Reproduce the data below word for word, starting at the line containing "Task: locate every instance of the goose head" and continuing through the final line of the data, with both of those lines included.

++++ Records provided ++++

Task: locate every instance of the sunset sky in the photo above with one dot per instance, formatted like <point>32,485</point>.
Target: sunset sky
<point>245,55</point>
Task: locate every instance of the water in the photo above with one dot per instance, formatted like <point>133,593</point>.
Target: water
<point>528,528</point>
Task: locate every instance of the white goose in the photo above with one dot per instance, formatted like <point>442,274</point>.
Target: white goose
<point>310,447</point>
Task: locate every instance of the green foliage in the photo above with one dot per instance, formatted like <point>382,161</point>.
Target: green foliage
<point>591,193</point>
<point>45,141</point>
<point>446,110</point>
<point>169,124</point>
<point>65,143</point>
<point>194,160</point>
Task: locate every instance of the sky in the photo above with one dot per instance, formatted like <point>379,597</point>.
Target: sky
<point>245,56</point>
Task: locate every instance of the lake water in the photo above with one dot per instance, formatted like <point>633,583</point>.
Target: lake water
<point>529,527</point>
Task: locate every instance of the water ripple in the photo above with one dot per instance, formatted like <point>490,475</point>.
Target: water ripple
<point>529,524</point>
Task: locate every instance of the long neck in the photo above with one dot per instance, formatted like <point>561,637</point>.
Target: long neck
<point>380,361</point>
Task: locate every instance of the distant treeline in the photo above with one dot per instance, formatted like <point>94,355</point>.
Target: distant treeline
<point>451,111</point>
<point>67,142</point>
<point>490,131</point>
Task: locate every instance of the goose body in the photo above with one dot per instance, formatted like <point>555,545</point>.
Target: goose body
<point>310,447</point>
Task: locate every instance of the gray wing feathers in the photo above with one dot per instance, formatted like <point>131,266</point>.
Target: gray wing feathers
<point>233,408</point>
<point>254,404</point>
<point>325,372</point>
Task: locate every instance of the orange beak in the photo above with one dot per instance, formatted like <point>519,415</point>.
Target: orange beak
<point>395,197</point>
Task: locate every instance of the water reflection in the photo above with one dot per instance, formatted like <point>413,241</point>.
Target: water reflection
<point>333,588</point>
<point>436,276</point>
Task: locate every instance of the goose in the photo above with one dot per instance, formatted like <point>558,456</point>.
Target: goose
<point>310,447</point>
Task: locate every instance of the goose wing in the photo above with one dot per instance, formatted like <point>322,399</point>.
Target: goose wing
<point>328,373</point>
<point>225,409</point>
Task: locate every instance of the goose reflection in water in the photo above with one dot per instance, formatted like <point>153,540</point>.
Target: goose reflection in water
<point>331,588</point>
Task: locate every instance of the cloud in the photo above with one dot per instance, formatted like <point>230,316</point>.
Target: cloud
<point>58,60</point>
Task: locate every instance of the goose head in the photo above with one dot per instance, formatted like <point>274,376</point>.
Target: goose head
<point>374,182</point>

++++

- _Exercise solution_
Task: locate every instance of the goose head in the photo above with one dot per instance, formatted like <point>274,376</point>.
Target: goose head
<point>374,182</point>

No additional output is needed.